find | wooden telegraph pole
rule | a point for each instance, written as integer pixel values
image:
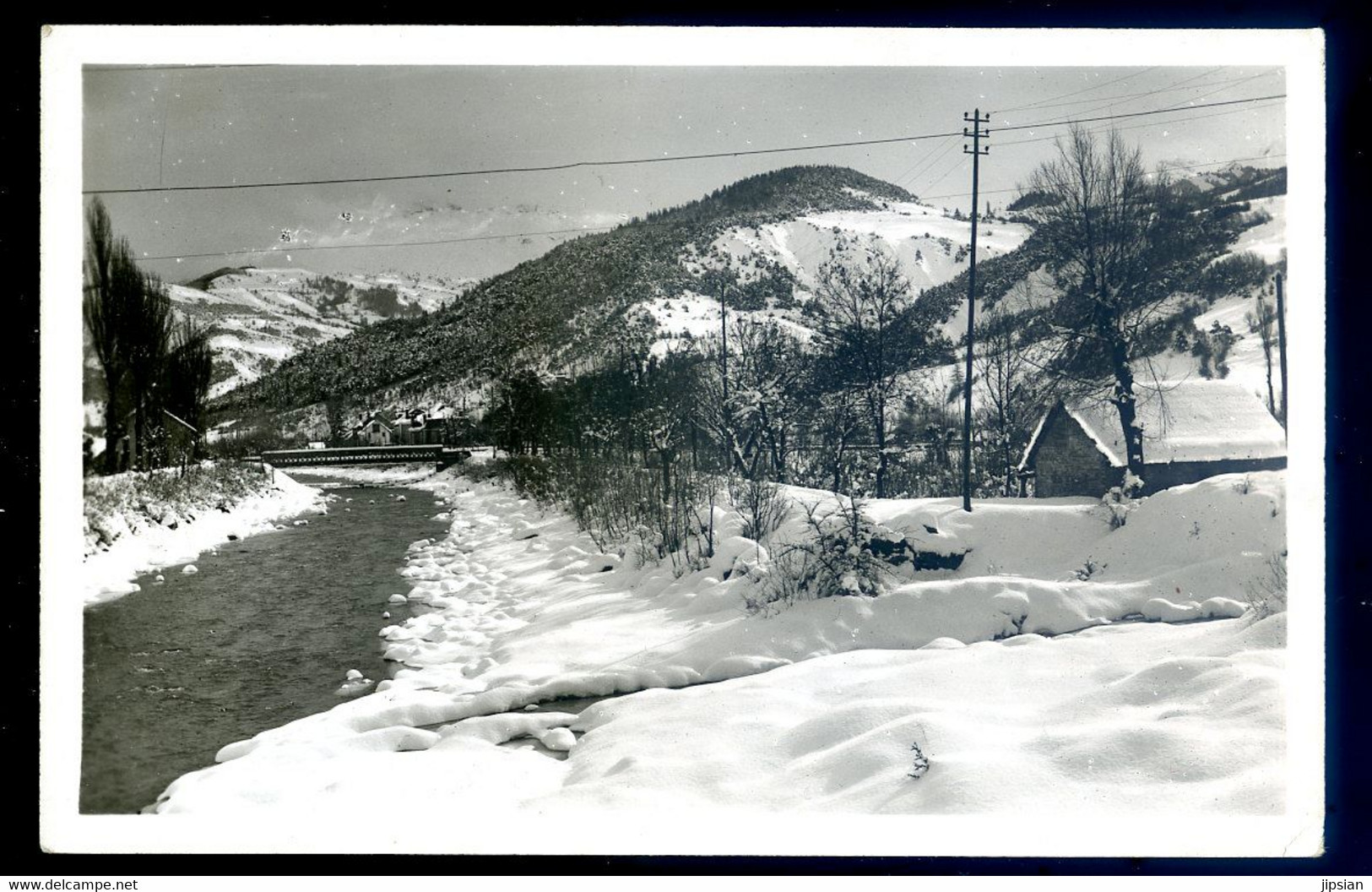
(976, 151)
(1282, 351)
*-*-*
**AIM:**
Write out every line of the records above word for word, leaving out the pictures.

**ANSWER TO THE TASK:**
find | wooden telegraph pole
rule | a point for each instance, written as integer pixel values
image:
(976, 151)
(1282, 351)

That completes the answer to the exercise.